§ What to work on
Copy every line of the listing below word for word, without changing anything.

§ Entries for pointing and labeling
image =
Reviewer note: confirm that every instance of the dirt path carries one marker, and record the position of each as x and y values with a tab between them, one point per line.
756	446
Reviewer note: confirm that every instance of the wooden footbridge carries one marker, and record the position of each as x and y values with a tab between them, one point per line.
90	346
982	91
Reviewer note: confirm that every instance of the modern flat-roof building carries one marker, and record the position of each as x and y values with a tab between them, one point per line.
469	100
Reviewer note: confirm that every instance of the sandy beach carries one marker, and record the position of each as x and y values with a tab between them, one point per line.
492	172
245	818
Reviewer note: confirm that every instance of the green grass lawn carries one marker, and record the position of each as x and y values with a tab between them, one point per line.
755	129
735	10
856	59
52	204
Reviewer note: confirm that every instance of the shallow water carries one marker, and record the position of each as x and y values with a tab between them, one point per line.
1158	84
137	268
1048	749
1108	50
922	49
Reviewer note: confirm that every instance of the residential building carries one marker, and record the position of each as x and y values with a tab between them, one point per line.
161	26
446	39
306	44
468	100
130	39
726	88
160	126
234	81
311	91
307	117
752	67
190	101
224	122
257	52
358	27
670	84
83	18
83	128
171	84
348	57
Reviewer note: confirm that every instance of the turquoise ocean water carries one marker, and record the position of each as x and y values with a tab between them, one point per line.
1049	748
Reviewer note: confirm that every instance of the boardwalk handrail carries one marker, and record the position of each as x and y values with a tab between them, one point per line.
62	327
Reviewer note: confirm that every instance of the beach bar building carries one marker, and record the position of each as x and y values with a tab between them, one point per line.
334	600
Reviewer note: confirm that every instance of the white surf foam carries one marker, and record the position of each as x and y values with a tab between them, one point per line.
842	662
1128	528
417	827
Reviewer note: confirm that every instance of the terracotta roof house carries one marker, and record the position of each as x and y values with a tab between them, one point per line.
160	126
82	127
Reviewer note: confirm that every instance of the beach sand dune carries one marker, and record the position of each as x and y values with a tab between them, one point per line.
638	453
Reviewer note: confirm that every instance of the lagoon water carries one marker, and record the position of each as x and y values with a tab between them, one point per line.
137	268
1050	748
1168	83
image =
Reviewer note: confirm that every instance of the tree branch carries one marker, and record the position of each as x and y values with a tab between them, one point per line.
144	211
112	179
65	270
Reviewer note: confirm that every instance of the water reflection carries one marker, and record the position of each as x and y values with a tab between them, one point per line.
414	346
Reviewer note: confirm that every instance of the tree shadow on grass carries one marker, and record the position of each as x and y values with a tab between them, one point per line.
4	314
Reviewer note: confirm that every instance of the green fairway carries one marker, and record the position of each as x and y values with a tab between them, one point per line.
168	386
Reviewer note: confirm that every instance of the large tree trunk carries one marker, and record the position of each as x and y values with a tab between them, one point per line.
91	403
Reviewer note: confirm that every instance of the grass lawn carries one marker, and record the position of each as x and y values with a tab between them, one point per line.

§ Finished task
image =
Reviewer note: confirm that every instance of the dirt path carries one marker, and record the position of each as x and y values with a tab between them, one point per line.
756	446
Reviewer note: confirm that every instance of the wooden footbridge carries one marker, and record the position of each as x and y values with a tab between them, one point per line.
90	346
982	91
Reviewer note: confirm that every instance of the modern flat-roof building carries one marker, and record the position of each as x and y values with a tab between them, one point per line.
469	100
Reviewer note: confirm that every instance of the sandy beach carries one marker, and record the position of each as x and y values with a tab between them, one point per line.
492	172
245	818
Reviewer note: confirm that every instance of the green grass lawn carries one marker, and record the position of each as x and y values with a tab between them, one point per line.
755	129
735	10
856	59
52	204
Reviewer note: confirm that every instance of the shallow water carries one marker, and record the position of each as x and y values with a tab between them, one point per line.
1158	84
137	268
1048	749
1108	50
922	49
Reviewer note: confirm that every instance of the residential building carries one marker, and record the position of each as x and y values with a tab between them, one point per line.
161	26
446	39
306	44
468	100
130	39
726	88
160	126
234	81
311	91
307	117
752	67
190	101
224	122
257	52
358	27
670	84
83	18
83	128
171	84
348	57
Reviewer note: confirm that every instance of the turquoise ocean water carries one marker, and record the position of each as x and y values with a tab between them, one point per line.
1049	748
Reviewer note: confirm that every instance of the boardwalk handrail carries one marker, and record the position of each as x and y values with a tab between them, one point per line.
62	327
Reviewer note: confirm that every instance of the beach bar building carries one marker, and record the position of each as x and y values with a tab between them, one point per line.
334	600
Reviewer note: confirm that every instance of the white surf foam carries one marker, and record the position of each as x and y values with a tab between them, one point per line.
842	662
1128	528
417	827
Reviewer note: confirm that every instance of the terracotta roof house carries one marker, and record the position of each as x and y values with a tab between them, one point per line.
160	126
82	127
Reviewer note: confirm that every instance of the beach sand dune carries one marker, and record the position of each as x and y values with a tab between them, one point per line.
638	453
Reviewer note: confirm that every instance of the lagoon water carries one marker, and record the position of each as x and y values with a tab between them, one point per line.
137	268
1050	748
1168	83
image =
Reviewer note: confirm that every instance of the tree branch carries one marker, and record the position of each as x and y values with a tab between them, one point per line.
144	211
112	179
65	270
Reviewer note: confirm that every instance of the water reflection carries one marker, and record the position of each as x and y values with a tab between them, one point per line.
414	346
Reviewer note: confirm that every instance of the tree shadow on grass carries one marker, and record the position of each as x and y values with a tab between them, one point per line.
4	314
Reviewer note: confirm that every instance of the green fairway carries one marker, and record the position of each as x and y values with a tab between them, one point per line.
168	386
Reviewer note: confirm that every instance of the large tree trunk carries one marker, and record the position of each as x and y values with a tab between them, one point per line.
91	403
Reviewer note: confirm that every instance of the grass lawn carries one marker, and record the position of each as x and y values with a tab between them, one point per line.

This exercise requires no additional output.